=== Task instructions ===
Each line from the first down to the one containing "Target: jar with lid" should be returned exactly as it appears below.

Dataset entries
────────────────────
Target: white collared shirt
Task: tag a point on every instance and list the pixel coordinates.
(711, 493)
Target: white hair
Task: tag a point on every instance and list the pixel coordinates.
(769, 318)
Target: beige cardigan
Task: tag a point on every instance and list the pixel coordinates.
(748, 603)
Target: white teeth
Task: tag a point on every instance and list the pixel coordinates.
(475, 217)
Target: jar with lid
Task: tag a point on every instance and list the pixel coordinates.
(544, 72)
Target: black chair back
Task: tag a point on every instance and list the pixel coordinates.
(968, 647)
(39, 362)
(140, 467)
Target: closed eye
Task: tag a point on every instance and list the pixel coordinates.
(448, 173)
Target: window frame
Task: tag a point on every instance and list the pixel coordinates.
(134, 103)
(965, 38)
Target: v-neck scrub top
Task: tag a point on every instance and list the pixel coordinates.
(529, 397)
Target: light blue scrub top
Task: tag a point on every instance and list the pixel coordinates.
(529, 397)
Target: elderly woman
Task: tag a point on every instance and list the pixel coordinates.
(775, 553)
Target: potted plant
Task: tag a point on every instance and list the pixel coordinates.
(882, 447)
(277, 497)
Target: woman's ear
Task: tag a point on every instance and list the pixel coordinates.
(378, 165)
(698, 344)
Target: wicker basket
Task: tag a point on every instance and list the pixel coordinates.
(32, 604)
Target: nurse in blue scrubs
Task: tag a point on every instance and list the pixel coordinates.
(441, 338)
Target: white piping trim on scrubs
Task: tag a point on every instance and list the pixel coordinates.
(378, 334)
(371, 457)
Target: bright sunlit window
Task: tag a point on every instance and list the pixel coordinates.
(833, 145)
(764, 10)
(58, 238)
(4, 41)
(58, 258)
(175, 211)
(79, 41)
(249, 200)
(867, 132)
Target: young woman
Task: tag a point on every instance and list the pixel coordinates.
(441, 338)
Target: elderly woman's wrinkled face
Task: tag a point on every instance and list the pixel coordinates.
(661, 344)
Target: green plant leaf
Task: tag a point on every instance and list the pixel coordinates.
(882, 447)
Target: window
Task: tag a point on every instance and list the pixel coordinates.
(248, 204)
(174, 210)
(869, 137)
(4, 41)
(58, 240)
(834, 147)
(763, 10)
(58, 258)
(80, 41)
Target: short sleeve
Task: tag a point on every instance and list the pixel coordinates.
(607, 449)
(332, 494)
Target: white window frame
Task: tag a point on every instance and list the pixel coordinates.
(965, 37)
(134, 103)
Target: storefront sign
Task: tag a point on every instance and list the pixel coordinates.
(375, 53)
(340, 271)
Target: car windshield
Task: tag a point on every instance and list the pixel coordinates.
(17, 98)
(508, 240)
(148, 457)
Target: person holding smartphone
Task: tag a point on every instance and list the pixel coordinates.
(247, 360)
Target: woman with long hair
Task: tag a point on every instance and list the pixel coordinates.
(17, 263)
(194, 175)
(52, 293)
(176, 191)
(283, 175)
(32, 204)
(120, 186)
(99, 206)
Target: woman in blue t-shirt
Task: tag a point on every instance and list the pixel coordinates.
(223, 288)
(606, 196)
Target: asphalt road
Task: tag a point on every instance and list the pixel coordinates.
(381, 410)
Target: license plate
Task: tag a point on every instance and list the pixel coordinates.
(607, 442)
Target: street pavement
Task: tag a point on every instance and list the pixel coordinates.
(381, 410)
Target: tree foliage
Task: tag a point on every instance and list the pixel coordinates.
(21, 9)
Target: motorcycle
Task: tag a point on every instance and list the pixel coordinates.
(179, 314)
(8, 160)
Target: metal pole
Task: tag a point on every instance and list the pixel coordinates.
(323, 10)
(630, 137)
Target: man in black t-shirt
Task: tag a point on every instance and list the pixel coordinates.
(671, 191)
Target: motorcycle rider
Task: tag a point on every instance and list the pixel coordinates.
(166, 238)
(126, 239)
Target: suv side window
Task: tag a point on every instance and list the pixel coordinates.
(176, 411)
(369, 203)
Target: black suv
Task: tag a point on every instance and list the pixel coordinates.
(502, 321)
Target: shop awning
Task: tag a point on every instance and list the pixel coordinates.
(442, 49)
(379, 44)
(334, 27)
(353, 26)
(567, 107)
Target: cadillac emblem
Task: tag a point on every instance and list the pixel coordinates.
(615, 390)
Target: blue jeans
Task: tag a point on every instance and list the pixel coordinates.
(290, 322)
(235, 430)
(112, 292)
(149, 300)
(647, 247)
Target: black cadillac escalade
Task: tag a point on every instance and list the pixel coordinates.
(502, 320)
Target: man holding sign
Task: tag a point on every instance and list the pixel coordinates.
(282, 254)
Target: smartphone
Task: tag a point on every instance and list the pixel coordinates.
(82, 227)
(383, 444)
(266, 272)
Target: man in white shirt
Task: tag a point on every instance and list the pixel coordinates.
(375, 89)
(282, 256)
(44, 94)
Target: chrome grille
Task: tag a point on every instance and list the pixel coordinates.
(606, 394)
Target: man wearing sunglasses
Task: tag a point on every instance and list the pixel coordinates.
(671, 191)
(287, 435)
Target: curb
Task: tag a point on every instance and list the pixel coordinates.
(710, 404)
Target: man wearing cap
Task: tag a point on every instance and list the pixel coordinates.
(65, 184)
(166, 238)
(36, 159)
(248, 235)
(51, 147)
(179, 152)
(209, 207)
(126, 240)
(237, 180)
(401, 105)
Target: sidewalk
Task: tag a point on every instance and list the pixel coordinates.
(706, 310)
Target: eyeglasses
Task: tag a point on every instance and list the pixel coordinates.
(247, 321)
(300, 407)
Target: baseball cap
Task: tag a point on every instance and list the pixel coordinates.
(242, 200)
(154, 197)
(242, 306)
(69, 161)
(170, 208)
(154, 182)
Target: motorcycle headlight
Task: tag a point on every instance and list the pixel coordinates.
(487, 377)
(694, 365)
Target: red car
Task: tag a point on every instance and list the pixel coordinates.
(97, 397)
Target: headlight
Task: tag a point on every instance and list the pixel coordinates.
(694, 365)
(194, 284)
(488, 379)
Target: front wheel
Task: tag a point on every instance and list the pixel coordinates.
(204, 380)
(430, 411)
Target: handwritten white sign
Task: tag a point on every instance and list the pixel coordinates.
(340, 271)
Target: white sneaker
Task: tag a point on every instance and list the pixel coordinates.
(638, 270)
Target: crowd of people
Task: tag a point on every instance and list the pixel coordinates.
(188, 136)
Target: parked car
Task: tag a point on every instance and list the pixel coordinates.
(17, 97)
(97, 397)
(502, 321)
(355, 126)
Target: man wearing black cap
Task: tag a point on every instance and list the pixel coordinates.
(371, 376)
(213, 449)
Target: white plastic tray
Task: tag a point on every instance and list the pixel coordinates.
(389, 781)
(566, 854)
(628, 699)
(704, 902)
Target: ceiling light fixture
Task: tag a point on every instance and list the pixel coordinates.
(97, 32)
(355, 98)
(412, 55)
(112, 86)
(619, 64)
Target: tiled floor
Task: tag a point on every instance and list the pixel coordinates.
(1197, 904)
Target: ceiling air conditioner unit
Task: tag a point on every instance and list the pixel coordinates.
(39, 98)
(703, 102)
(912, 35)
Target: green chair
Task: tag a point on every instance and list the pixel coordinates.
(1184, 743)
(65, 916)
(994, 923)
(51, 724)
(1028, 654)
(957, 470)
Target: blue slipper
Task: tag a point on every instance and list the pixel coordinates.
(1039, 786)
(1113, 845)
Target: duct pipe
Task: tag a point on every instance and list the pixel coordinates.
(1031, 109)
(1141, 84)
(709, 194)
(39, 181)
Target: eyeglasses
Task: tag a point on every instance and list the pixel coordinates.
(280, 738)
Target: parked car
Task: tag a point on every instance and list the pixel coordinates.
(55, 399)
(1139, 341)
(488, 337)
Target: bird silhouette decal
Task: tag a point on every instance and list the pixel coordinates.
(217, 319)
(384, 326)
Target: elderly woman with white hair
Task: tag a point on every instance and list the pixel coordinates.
────────────────────
=== Exercise result ===
Target: white collared shirt
Task: tag a point on every instance and list the pixel coordinates.
(711, 493)
Target: white hair
Task: tag a point on every instance and list the pixel coordinates.
(769, 318)
Target: beige cardigan
Task: tag a point on every instance and list the pixel coordinates.
(748, 603)
Target: white teeth
Task: tag a point on every instance and list the pixel coordinates.
(475, 217)
Target: jar with lid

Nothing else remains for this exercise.